-- START Data section --
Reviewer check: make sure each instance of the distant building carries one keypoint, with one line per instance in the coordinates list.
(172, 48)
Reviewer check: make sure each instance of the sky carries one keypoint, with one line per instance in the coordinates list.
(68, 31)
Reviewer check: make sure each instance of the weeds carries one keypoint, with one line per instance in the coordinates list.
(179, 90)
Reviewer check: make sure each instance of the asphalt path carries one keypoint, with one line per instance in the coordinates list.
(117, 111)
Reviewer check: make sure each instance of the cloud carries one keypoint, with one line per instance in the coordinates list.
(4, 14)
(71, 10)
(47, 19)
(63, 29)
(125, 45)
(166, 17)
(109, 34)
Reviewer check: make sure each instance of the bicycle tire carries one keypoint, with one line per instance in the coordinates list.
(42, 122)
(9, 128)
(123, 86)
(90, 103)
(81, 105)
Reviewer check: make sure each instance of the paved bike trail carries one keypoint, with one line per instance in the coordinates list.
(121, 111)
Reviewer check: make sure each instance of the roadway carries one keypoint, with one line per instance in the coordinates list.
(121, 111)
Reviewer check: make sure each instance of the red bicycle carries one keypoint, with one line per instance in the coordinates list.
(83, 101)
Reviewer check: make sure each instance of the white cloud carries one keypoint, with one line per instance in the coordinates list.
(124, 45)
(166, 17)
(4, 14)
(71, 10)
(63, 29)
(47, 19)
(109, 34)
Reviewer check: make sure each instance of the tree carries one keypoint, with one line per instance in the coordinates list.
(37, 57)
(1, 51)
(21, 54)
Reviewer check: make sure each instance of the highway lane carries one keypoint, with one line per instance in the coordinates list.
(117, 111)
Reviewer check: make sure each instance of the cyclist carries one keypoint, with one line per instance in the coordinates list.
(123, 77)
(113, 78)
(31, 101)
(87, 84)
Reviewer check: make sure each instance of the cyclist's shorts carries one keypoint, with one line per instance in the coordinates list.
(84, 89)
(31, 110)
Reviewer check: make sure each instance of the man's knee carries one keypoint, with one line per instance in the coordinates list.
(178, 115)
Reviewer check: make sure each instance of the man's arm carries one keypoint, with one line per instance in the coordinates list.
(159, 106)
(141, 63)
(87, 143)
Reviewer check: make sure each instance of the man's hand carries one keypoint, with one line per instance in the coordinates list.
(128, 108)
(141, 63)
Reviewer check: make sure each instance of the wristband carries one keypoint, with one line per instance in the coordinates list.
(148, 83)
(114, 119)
-- END Data section --
- [What the task requires]:
Print only the lines from the one with "Reviewer check: make sure each instance of the paved" to the end of the records, both included.

- [Worked solution]:
Reviewer check: make sure each instance of the paved bike trail carries one keypoint, with one line per instance in the coordinates list.
(121, 111)
Reviewer check: make sure each instance of the roadway carries one keypoint, with one line per instance in the coordinates list.
(121, 111)
Reviewer check: make sure each instance of the red bicycle carries one keypoint, with one line per instance in the coordinates list.
(83, 101)
Reviewer check: make sure each instance of the white cloud carries one keypoint, with one line per instance in the coordinates list.
(124, 45)
(166, 17)
(4, 14)
(71, 10)
(63, 29)
(47, 19)
(109, 34)
Reviewer check: make sure each instance of the tree carries one keypoint, with one line per instance in the coordinates list.
(37, 57)
(1, 51)
(21, 54)
Reviewer check: make sure each instance of the highway lane carries one keypoint, with one line per instance in the coordinates list.
(117, 111)
Reviewer check: make sure each instance of the cyclist carries one keypoint, with one line per instance in the coordinates list.
(123, 77)
(113, 78)
(31, 101)
(87, 84)
Reviewer check: make sure each instance of the cyclist's shorts carries one keypoint, with one line per instance in the coordinates list.
(84, 89)
(31, 110)
Reviewer check: make sure each instance of the man's knee carries one keypoint, with one line per instance in the coordinates list.
(178, 115)
Reviewer check: make sure each instance of the man's arm carries one keypoint, with one line per instance in the coordinates list.
(159, 106)
(141, 63)
(87, 143)
Reviewer check: make sure each instance of the man's hand carries one keypoint, with one line per instance in the coordinates list.
(128, 108)
(141, 63)
Reviewer check: make sure each instance of the wristband carries one keypoint, with one line per instance in the coordinates list.
(148, 83)
(114, 119)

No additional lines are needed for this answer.